• What this task involves: Find the line that contains "For the benchmark, mark every instance of the black". Output it and every line after it to the end of the records, exactly as they appear.

• Material supplied:
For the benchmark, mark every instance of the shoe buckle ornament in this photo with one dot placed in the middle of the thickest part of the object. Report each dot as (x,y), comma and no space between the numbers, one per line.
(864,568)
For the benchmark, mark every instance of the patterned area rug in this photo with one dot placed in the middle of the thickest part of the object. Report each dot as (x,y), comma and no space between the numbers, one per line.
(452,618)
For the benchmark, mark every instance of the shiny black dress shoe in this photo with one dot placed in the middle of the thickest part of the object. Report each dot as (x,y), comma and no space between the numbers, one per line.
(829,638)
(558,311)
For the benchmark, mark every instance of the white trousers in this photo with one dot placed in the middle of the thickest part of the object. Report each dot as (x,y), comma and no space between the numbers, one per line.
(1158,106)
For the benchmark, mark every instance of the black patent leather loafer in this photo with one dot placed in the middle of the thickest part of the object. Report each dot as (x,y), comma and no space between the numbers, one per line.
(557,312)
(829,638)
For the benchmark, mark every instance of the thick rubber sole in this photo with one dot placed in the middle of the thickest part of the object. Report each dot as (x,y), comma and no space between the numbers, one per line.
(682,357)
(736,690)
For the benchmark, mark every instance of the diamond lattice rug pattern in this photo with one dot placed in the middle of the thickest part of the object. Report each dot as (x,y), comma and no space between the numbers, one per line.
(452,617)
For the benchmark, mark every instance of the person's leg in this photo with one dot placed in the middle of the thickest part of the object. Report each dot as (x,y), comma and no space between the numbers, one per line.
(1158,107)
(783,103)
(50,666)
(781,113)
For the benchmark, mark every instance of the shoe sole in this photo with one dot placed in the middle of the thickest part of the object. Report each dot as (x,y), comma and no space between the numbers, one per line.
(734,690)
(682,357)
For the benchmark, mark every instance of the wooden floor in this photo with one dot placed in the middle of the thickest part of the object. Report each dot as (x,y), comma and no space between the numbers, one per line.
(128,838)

• Solution for this task:
For the benchmark, mark every instance of the black patent leather loafer in this photo with one dot placed in the middle of the thickest part of the object. Report each dot as (x,y), comma and no space between the numbers, one per line.
(557,312)
(829,638)
For the benchmark, mark every instance of the thick rubber sole in this photo with one dot placed in the middle of the thickest part of the object. Report each dot as (x,y), comma and no space between the numbers, one per line.
(682,357)
(736,690)
For the benchmark, mark every instance of the diamond lattice rug pattern in this photo with one dot placed in the middle of the thickest part of the object. Report each dot as (x,y), comma and no space between the numbers, one per line.
(452,617)
For the benchmark, mark every instance of the person's leg in this photo with one dot placed in the middle of the thickest part of the object. Report each dot as (x,y), comma and no space between the numbers, one per line.
(1158,107)
(783,103)
(50,666)
(781,113)
For the benchmark, mark every instance of the shoe sole in this photo with one dot placed in the middle of the thickest part of the object. Report each dot as (x,y), comma and no space between the numbers, one per line.
(734,690)
(682,357)
For the benchmark, mark every instance of the wooden floor in this photo with one dot placed in the middle of the thickest part of the object. Report each dot as (x,y), comma and no space between the numbers, one per line.
(128,838)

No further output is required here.